Starting with the first of the lines below and ending with the line that contains "left=414, top=222, right=480, bottom=306", format those lines as a numbered list, skipping blank lines and leaving out the pictures.

— start of Input data —

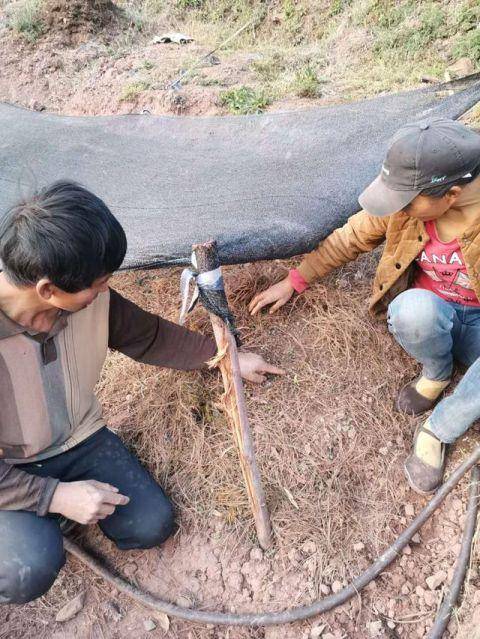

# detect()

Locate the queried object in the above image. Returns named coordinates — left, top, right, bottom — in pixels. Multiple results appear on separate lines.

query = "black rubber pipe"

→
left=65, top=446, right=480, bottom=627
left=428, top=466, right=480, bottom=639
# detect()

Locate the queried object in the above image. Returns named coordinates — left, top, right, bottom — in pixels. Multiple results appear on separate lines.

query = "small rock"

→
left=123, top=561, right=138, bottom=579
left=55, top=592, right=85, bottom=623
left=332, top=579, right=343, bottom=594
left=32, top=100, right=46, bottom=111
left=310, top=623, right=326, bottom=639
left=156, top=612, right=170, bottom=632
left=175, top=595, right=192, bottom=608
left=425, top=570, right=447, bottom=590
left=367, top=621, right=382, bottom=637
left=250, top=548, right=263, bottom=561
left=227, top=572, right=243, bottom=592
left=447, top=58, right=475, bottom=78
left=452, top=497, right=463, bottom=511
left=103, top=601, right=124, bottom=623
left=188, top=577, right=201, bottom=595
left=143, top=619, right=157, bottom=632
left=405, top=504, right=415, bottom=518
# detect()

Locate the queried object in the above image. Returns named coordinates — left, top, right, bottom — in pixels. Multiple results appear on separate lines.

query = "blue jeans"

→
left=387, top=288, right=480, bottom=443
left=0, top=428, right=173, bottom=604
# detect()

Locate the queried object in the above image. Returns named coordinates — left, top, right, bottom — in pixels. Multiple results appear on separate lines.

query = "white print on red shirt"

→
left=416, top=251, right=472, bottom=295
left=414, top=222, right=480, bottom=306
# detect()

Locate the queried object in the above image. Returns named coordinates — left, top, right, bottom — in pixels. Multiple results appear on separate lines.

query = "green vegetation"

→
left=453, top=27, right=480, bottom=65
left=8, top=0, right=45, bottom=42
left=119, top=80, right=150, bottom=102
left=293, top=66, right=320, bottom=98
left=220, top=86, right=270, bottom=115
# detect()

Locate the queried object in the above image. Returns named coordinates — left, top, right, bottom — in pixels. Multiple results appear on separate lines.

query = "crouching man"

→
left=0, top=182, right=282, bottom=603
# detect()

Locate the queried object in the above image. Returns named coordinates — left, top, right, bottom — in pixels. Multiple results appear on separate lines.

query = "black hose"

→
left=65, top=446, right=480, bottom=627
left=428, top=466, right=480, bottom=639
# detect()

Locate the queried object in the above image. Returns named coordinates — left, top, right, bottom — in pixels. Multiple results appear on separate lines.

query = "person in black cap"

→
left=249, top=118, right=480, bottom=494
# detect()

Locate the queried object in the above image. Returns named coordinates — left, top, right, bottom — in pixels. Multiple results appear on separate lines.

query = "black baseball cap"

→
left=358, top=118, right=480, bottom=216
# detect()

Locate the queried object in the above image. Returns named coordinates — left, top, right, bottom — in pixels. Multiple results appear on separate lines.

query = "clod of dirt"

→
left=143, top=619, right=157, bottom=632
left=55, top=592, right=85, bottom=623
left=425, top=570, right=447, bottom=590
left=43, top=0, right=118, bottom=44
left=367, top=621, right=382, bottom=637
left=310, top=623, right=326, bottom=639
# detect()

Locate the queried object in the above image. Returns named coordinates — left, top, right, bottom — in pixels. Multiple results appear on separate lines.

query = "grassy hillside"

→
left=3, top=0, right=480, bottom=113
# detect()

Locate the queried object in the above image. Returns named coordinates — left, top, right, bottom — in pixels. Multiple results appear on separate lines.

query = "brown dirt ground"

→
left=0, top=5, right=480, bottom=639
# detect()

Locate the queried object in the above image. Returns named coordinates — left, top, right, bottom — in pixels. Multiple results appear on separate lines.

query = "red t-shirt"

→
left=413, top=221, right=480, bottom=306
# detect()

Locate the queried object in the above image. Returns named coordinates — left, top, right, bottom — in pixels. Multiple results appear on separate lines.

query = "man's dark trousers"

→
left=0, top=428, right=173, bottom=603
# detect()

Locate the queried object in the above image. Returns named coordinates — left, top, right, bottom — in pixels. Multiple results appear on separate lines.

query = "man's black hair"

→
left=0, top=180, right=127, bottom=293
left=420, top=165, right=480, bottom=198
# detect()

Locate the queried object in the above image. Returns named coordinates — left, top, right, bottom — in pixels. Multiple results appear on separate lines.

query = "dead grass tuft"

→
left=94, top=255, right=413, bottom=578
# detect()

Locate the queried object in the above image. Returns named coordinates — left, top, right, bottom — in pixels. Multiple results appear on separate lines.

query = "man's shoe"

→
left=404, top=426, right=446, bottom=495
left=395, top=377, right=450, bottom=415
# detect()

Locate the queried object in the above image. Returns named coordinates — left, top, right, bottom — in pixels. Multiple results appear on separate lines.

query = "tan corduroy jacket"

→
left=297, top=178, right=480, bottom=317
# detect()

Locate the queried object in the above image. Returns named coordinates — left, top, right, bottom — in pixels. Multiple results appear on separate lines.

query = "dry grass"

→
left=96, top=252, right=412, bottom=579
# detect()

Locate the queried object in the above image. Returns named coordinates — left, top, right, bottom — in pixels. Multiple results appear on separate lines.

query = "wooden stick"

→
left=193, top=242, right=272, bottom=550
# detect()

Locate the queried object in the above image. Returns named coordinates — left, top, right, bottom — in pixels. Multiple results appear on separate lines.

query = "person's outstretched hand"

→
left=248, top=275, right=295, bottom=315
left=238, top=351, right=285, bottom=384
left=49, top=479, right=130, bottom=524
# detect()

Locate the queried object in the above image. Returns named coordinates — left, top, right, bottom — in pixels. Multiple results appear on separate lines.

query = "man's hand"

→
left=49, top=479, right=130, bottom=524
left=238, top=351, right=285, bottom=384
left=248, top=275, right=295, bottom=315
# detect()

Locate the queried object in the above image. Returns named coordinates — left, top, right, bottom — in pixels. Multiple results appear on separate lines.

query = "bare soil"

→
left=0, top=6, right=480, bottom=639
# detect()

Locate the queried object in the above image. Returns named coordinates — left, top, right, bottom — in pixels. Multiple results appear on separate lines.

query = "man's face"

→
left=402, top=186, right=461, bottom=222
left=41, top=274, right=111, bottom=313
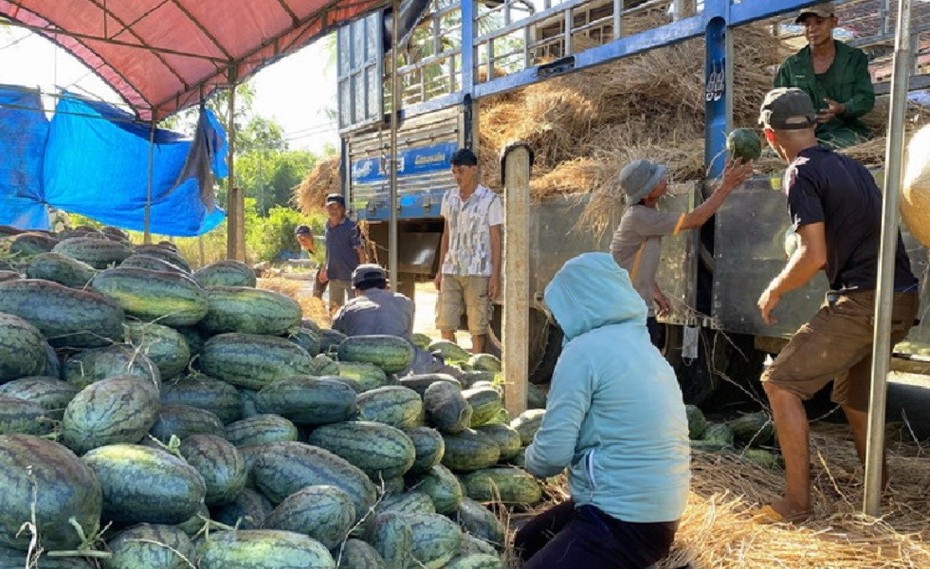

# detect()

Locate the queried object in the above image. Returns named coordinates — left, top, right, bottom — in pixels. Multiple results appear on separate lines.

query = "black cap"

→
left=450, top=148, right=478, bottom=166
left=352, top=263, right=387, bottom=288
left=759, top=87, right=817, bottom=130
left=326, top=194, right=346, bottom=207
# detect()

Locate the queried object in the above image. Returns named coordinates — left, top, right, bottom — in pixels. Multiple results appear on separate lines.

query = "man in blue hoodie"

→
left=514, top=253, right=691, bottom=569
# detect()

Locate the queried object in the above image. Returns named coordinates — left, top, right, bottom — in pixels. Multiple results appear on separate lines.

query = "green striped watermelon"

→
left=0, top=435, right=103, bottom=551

— end of Input data —

Response:
1. # detect()
2. Locate the queried object in the above image. Returns named coordinates — left, top, right, bottom — in pixels. Multiple results appear on separate lines.
3. query = "black rubber pipe"
4. →
5. left=65, top=446, right=480, bottom=627
6. left=428, top=466, right=480, bottom=639
7. # detect()
8. Locate the queried object in the above image. Returns named coordinates — left, top, right, bottom — in pixels. Multiple results appear on separate lines.
9. query = "small rock"
10. →
11. left=123, top=561, right=138, bottom=579
12. left=55, top=592, right=85, bottom=623
13. left=332, top=579, right=343, bottom=594
14. left=32, top=100, right=46, bottom=111
15. left=310, top=623, right=326, bottom=639
16. left=156, top=612, right=170, bottom=632
17. left=175, top=595, right=192, bottom=608
18. left=425, top=570, right=447, bottom=590
19. left=367, top=621, right=382, bottom=637
20. left=250, top=548, right=263, bottom=561
21. left=227, top=572, right=243, bottom=592
22. left=447, top=58, right=475, bottom=78
23. left=452, top=497, right=463, bottom=511
24. left=103, top=601, right=124, bottom=623
25. left=188, top=577, right=201, bottom=595
26. left=143, top=619, right=157, bottom=632
27. left=405, top=504, right=415, bottom=518
28. # detect()
29. Locate the queried object in the above image. Returns named coordinates — left, top, right, bottom — in pixels. Multiple results appear on separate lines.
30. query = "blue jeans"
31. →
32. left=387, top=288, right=480, bottom=443
33. left=0, top=428, right=173, bottom=604
34. # detect()
35. Locate the queried object in the above image. Returns named coordinates — left, top, right, bottom — in pixels. Multiple results appear on separate lines.
36. query = "white print on red shirt"
37. →
38. left=416, top=251, right=472, bottom=295
39. left=414, top=222, right=480, bottom=306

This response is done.